▸ **Objective**
Put every line of the rows below into a Markdown table with two columns, Number and Row Line. Number each line in order and leave out any blank lines.
== Records supplied ==
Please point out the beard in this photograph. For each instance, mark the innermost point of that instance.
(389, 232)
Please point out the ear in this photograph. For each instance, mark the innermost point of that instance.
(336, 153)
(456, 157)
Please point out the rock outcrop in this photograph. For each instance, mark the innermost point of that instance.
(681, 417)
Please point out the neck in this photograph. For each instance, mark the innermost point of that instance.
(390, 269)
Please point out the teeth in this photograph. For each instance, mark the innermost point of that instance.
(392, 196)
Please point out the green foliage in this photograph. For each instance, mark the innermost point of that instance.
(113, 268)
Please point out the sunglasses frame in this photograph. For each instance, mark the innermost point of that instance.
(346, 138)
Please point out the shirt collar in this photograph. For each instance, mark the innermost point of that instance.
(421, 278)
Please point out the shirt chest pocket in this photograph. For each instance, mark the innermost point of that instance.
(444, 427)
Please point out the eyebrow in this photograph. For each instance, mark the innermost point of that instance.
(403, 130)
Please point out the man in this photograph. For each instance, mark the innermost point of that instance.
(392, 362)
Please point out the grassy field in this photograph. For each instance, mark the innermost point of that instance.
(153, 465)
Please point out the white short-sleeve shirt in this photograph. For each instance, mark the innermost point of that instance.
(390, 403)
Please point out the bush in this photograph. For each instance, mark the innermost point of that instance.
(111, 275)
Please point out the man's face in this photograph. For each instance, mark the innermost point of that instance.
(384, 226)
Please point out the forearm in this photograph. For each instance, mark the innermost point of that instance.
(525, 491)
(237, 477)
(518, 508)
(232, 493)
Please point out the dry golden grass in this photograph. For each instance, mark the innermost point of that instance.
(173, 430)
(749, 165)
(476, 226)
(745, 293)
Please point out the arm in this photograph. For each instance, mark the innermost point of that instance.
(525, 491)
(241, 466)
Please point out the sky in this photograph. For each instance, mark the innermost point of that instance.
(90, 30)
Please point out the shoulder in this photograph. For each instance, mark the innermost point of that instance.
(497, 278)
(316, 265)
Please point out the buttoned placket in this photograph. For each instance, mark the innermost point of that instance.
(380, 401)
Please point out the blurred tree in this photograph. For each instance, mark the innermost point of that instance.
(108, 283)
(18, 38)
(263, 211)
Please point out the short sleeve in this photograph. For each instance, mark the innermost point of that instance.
===
▸ **Answer for this exercise**
| Number | Row Line |
|---|---|
| 1 | Please point out the beard in this photograph. For each instance, mark the innermost point of that instance. |
| 2 | (389, 232) |
| 3 | Please point out the ear in this photograph. For each instance, mark the innermost point of that instance. |
| 4 | (336, 153) |
| 5 | (456, 157) |
| 6 | Please point out the rock outcrop in this photograph. For each instance, mark the innermost point of that instance. |
| 7 | (681, 417) |
| 8 | Please point out the neck in this photograph. For each instance, mark the innermost point of that instance. |
| 9 | (390, 269) |
| 10 | Please point out the teeth in this photograph. For each instance, mark the innermost point of that instance. |
| 11 | (392, 196) |
| 12 | Please point out the green foliage in this photograph. For each instance, mark the innermost point of that instance. |
| 13 | (113, 268) |
| 14 | Please point out the sunglasses frame in this photograph. For each instance, mark the innermost point of that instance. |
| 15 | (346, 138) |
| 16 | Please point out the shirt collar in this photograph. For each instance, mark the innermost point of that instance. |
| 17 | (421, 278) |
| 18 | Please point out the shirt chest pocket in this photograph. For each instance, mark the innermost point of that instance. |
| 19 | (444, 427) |
| 20 | Please point out the eyebrow in this photograph. For each instance, mark the innermost point of that instance. |
| 21 | (403, 130) |
| 22 | Please point out the man in this photograph. For each instance, mark the innermost point of that instance. |
| 23 | (392, 362) |
| 24 | Please point out the grassy field in this photograph. For each instance, mark the innermost point of that instance. |
| 25 | (153, 465) |
| 26 | Please point out the white short-sleeve shirt in this photograph. For each instance, mark the innermost point of that instance. |
| 27 | (390, 403) |
| 28 | Please point out the bush in this photograph. For each instance, mark the innermost point of that instance. |
| 29 | (111, 275) |
| 30 | Please point out the man's face in this photograph. For each instance, mark the innermost point of that instance. |
| 31 | (384, 226) |
| 32 | Please point out the forearm in this photograph. For each instance, mark the innermost point of that instance. |
| 33 | (525, 491) |
| 34 | (237, 477) |
| 35 | (518, 508) |
| 36 | (232, 493) |
| 37 | Please point out the dry golden grass in this photograph. For each instance, mark the innermost point of that instance. |
| 38 | (173, 430) |
| 39 | (749, 165) |
| 40 | (476, 226) |
| 41 | (745, 293) |
| 42 | Please point out the arm in this photograph. For each instance, mark the innermost point of that instance. |
| 43 | (525, 491) |
| 44 | (241, 466) |
| 45 | Please point out the sky in this photograph. For each instance, mark the innermost point of that instance. |
| 46 | (90, 30) |
| 47 | Please point out the shoulder in this photograph. For each instance, mark the innermost point of that instance. |
| 48 | (497, 278) |
| 49 | (316, 265) |
| 50 | Please point out the buttoned placket in this photograph. For each instance, mark the innermost point of that instance. |
| 51 | (380, 401) |
| 52 | Please point out the blurred tree in this photograph. For each instance, mark the innermost point of that instance. |
| 53 | (108, 283) |
| 54 | (18, 38) |
| 55 | (263, 211) |
| 56 | Please point out the short sleeve in this photograph. For each instance, mark the innermost point of that instance. |